(Stored dataset items)
_ _ _
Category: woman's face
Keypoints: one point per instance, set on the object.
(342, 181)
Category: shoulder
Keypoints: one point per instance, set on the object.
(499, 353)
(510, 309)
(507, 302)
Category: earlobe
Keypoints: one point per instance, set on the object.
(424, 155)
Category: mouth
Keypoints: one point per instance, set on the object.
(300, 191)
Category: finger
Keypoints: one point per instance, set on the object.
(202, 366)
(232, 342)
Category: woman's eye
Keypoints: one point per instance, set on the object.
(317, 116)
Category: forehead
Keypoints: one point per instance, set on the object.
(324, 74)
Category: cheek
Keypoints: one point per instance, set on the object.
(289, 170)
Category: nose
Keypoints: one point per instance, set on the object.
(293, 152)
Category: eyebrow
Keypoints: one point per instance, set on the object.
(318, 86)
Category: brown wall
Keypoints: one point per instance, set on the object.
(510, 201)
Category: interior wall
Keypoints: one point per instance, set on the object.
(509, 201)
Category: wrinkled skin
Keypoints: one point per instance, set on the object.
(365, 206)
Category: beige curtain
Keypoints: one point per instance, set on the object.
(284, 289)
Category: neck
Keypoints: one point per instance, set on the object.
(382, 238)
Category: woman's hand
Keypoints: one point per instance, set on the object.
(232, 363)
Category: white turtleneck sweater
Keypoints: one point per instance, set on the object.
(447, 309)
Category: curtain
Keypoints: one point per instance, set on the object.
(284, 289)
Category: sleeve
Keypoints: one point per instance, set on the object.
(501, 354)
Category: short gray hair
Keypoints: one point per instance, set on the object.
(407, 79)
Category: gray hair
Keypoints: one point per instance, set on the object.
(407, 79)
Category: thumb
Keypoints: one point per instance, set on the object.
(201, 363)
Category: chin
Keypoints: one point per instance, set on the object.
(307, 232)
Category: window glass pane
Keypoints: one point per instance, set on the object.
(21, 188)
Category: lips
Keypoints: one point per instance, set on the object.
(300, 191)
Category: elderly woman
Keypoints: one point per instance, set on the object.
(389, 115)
_ _ _
Problem requirements:
Show every line in the records above that contains the word "woman".

Answer for the task:
Category: woman's face
Category: woman's eye
Category: woman's hand
Category: elderly woman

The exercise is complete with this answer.